§ **WORK TO COMPLETE**:
Copy every line of the material below, word for word and in the same order.

§ **RECORDS SHOWN**:
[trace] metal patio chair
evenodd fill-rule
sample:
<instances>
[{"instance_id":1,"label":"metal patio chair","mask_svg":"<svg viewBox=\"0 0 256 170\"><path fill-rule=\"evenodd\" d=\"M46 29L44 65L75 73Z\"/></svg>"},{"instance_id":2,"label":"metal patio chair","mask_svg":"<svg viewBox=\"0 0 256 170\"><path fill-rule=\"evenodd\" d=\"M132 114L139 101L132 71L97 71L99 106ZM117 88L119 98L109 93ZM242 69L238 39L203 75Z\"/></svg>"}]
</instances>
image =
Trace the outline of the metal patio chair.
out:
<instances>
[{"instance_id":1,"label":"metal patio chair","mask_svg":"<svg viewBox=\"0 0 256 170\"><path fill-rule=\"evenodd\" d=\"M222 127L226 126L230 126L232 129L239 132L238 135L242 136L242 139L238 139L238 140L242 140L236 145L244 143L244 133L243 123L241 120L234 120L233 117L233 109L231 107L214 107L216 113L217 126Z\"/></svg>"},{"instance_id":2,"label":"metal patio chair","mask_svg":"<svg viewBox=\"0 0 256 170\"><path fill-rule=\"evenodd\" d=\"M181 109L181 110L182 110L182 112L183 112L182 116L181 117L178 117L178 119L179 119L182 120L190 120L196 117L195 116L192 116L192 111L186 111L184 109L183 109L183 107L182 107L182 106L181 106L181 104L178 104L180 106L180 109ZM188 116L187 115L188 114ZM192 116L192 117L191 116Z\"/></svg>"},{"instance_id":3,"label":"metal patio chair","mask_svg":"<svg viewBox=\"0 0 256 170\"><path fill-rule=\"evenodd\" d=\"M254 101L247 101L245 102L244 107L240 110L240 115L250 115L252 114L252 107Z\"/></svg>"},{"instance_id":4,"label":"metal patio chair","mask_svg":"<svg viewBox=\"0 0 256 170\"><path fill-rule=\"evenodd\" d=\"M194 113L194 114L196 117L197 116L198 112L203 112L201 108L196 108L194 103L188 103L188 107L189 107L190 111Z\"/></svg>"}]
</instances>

§ **TASK SOLUTION**:
[trace] metal patio chair
evenodd fill-rule
sample:
<instances>
[{"instance_id":1,"label":"metal patio chair","mask_svg":"<svg viewBox=\"0 0 256 170\"><path fill-rule=\"evenodd\" d=\"M46 29L44 65L75 73Z\"/></svg>"},{"instance_id":2,"label":"metal patio chair","mask_svg":"<svg viewBox=\"0 0 256 170\"><path fill-rule=\"evenodd\" d=\"M132 114L139 101L132 71L97 71L99 106ZM117 88L119 98L109 93ZM242 69L238 39L203 75Z\"/></svg>"}]
</instances>
image =
Trace the outline of the metal patio chair.
out:
<instances>
[{"instance_id":1,"label":"metal patio chair","mask_svg":"<svg viewBox=\"0 0 256 170\"><path fill-rule=\"evenodd\" d=\"M222 127L226 126L230 126L232 129L239 132L238 135L242 136L242 139L238 139L238 140L242 140L236 145L244 143L244 133L243 123L241 120L234 120L233 117L233 109L231 107L214 107L216 113L217 126Z\"/></svg>"},{"instance_id":2,"label":"metal patio chair","mask_svg":"<svg viewBox=\"0 0 256 170\"><path fill-rule=\"evenodd\" d=\"M181 109L181 110L182 110L182 112L183 112L182 116L181 117L178 117L178 119L179 119L182 120L190 120L196 117L195 116L192 116L192 111L186 111L184 109L183 109L183 107L182 107L182 106L181 106L181 104L178 104L180 106L180 109ZM188 116L187 115L188 114ZM192 116L192 117L191 116Z\"/></svg>"},{"instance_id":3,"label":"metal patio chair","mask_svg":"<svg viewBox=\"0 0 256 170\"><path fill-rule=\"evenodd\" d=\"M254 101L247 101L245 102L244 107L240 110L240 115L250 115L252 114L252 107Z\"/></svg>"},{"instance_id":4,"label":"metal patio chair","mask_svg":"<svg viewBox=\"0 0 256 170\"><path fill-rule=\"evenodd\" d=\"M194 113L194 114L196 117L197 116L198 112L203 112L201 108L196 108L194 103L188 103L188 107L189 107L190 111Z\"/></svg>"}]
</instances>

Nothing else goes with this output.